+++ EXERCISE INPUT +++

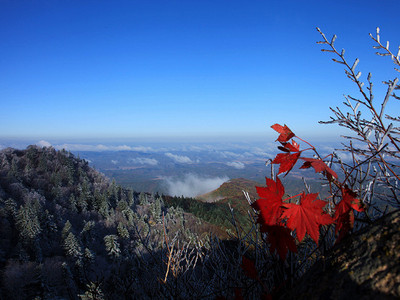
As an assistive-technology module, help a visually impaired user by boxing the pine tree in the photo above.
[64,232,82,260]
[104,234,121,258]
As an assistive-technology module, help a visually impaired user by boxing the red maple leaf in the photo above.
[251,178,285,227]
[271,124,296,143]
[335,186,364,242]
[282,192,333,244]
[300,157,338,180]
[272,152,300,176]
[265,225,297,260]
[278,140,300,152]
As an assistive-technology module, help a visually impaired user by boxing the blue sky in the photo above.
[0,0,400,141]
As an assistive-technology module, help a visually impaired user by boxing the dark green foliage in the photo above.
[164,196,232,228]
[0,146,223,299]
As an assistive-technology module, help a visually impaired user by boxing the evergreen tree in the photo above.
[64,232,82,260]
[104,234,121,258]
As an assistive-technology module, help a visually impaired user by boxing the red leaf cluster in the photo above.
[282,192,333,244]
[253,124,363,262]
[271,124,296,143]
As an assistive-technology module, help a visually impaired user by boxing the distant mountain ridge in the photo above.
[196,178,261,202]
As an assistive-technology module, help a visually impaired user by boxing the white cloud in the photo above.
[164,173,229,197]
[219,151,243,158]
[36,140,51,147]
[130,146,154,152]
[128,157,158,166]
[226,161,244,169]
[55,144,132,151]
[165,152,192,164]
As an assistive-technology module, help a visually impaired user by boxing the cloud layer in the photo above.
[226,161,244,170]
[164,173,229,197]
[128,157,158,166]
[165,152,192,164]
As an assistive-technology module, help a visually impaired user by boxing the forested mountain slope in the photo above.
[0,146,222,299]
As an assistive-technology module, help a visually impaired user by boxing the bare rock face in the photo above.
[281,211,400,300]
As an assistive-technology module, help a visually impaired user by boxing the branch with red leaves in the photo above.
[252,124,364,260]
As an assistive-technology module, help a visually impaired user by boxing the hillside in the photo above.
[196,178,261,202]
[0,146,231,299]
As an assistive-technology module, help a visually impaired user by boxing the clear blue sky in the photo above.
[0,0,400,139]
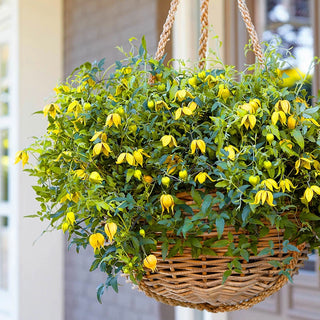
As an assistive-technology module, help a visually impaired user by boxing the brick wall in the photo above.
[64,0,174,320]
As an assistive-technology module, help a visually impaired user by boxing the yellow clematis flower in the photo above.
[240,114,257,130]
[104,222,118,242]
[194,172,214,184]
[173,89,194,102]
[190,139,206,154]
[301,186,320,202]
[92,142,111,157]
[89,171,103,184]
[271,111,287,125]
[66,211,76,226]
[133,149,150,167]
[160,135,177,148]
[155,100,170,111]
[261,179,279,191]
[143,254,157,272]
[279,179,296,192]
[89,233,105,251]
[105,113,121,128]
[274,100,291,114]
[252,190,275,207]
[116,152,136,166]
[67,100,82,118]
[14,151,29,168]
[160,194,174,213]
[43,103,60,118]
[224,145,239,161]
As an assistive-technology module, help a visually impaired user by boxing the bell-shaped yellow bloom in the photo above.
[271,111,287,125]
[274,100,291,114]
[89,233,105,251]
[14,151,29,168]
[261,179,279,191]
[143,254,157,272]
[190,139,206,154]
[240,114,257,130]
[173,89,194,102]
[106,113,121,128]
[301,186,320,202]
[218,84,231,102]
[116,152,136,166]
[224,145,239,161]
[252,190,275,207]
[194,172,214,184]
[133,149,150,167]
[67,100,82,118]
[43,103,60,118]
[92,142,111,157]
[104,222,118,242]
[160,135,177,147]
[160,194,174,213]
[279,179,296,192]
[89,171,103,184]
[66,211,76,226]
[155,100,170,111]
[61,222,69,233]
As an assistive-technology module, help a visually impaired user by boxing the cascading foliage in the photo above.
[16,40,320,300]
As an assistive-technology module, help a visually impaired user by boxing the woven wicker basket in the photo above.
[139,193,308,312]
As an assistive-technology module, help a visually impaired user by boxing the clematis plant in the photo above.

+++

[TO DO] Multiply each bounding-box coordinate by 1.85 and round to the nearest whole number, with halves rounded up, for the items from the line with "wall in the photo above." through the end of the items. Write out every line in that span, keeping all other text unchanged.

[SOLUTION TO THIS PROBLEM]
As an assistive-technology module, help a visually impaired user by boxing the brick wall in the photo above.
[118,0,322,592]
As an assistive-technology module, help a visually impaired user by boxing the yellow clematis flower in the photo above.
[444,211,475,241]
[192,411,218,448]
[359,318,396,340]
[320,165,359,189]
[352,257,381,285]
[557,344,592,374]
[170,263,205,290]
[165,316,191,340]
[501,205,531,231]
[122,390,141,418]
[246,276,278,309]
[296,250,327,274]
[287,185,315,205]
[483,331,516,353]
[265,470,290,503]
[516,331,548,355]
[165,431,194,464]
[194,209,224,237]
[507,185,538,211]
[466,352,509,383]
[215,281,252,307]
[124,185,152,218]
[26,279,54,311]
[296,359,322,394]
[80,191,111,218]
[414,268,442,298]
As an assistive-technology module, help a visually impaired user by boxing the bell-shaped yellow bloom in the photo above.
[501,205,531,231]
[507,185,538,211]
[165,431,194,464]
[26,279,54,311]
[483,331,516,353]
[265,470,290,503]
[352,257,381,285]
[444,211,475,241]
[320,165,359,189]
[196,209,224,237]
[557,344,592,374]
[403,155,427,189]
[215,281,252,307]
[414,268,442,298]
[466,352,509,383]
[359,318,396,340]
[246,276,278,309]
[124,185,152,218]
[80,191,111,218]
[170,263,205,290]
[192,411,218,448]
[296,250,327,272]
[296,359,322,394]
[516,331,548,355]
[165,316,191,340]
[122,390,141,418]
[287,185,315,205]
[113,411,128,431]
As an assistive-technology module, help a visually impaired user by boxing the cascading foliage in the photo above.
[30,74,592,555]
As an assistive-technology module, help a visually impaired user by boxing the woven wicker basket in the photo above.
[257,357,570,577]
As an assistive-technology module, help a visually impaired user by boxing the clematis plant in the photo above.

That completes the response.